→ Task details:
Copy, from the entries below, each line where the word "peeling" can be found.

→ Record extracts:
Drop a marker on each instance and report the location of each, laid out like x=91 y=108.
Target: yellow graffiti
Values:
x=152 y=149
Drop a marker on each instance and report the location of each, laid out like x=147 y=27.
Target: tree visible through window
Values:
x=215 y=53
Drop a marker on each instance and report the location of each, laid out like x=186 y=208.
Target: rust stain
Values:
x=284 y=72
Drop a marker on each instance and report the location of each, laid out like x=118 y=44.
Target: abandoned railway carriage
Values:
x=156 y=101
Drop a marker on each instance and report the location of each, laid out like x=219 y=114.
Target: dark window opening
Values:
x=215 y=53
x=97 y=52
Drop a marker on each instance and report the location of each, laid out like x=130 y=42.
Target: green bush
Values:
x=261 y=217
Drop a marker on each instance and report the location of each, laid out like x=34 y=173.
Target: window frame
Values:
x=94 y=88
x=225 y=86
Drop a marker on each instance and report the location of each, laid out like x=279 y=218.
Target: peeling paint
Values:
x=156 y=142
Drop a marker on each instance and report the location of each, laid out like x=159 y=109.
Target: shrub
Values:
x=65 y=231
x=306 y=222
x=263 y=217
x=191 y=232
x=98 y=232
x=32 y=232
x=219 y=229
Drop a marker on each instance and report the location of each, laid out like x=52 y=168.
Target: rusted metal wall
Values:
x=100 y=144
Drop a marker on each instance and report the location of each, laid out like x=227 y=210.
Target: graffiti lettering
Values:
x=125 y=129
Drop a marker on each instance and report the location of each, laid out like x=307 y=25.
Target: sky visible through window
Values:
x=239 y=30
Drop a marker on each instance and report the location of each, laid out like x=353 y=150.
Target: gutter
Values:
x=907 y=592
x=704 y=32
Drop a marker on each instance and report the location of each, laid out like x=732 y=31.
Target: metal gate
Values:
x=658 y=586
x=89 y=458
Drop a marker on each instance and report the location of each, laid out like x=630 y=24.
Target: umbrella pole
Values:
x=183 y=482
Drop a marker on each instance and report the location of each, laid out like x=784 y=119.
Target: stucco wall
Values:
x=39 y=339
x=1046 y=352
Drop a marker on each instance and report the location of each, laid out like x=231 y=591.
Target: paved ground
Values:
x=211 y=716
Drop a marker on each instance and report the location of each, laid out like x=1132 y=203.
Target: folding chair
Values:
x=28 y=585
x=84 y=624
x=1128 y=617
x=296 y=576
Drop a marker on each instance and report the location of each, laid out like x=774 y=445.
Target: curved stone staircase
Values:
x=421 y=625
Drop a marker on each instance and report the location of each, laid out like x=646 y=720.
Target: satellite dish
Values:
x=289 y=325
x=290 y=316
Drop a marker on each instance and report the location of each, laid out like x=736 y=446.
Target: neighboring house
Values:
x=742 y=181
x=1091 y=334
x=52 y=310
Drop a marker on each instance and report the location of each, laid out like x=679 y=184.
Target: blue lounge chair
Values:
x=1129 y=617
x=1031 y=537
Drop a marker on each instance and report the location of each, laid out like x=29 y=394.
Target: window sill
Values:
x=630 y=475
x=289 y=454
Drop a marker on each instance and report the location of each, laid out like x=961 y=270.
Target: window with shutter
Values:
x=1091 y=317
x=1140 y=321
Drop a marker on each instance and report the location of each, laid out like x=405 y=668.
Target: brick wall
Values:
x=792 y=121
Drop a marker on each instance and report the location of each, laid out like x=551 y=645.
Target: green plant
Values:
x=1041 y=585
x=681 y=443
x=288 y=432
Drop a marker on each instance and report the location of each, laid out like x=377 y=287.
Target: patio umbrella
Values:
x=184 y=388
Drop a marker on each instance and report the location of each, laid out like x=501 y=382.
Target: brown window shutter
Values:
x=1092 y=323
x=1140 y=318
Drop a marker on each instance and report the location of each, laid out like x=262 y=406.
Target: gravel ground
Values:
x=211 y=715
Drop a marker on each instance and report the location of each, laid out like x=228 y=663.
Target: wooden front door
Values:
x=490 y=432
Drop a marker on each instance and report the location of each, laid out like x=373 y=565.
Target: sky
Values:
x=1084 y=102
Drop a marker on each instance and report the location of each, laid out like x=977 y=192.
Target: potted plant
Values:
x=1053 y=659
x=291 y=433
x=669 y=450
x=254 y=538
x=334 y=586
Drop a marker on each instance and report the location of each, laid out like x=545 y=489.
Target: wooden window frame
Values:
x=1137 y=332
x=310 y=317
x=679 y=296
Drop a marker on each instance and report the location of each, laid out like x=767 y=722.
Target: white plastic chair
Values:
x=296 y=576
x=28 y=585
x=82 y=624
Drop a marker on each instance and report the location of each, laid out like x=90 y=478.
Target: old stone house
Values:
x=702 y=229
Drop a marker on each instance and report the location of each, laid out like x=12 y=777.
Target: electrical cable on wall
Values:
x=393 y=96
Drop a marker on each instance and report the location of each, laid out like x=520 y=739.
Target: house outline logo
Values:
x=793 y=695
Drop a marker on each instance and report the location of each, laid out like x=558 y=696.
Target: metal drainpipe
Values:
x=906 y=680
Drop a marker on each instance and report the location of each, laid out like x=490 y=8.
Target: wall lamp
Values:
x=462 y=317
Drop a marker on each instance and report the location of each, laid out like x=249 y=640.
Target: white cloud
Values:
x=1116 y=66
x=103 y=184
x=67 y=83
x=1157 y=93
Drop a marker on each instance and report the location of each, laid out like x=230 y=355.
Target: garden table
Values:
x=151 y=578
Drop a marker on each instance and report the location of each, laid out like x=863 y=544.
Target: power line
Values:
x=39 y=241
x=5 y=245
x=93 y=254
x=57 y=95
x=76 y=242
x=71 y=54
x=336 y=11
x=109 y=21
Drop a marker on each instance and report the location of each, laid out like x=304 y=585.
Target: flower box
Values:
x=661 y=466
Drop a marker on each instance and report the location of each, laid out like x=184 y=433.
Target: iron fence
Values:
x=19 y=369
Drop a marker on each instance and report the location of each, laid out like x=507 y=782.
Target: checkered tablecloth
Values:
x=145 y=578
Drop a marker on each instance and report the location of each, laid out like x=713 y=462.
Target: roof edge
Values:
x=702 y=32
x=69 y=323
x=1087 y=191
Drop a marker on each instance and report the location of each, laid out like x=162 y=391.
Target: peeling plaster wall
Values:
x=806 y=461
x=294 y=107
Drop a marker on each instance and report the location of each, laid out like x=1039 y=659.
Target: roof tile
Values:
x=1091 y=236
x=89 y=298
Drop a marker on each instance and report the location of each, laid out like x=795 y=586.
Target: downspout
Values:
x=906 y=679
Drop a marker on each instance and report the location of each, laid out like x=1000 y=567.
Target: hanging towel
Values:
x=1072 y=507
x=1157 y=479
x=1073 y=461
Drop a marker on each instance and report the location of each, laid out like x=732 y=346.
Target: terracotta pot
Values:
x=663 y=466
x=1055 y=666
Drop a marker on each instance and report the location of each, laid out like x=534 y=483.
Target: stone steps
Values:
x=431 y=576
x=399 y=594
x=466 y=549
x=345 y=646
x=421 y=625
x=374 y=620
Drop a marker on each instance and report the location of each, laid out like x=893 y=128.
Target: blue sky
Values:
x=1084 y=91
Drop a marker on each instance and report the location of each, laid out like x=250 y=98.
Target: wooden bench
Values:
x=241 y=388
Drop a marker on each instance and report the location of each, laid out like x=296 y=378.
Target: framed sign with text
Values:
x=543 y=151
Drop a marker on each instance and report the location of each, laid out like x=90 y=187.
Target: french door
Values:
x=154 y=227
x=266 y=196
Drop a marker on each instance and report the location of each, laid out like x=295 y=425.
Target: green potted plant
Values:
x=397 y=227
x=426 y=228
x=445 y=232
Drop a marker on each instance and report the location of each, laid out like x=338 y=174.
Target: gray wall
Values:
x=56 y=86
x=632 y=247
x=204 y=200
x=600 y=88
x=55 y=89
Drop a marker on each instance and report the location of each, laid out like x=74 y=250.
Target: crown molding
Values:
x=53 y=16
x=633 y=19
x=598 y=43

→ Task solution:
Target: peeling paint
Target: peeling plaster wall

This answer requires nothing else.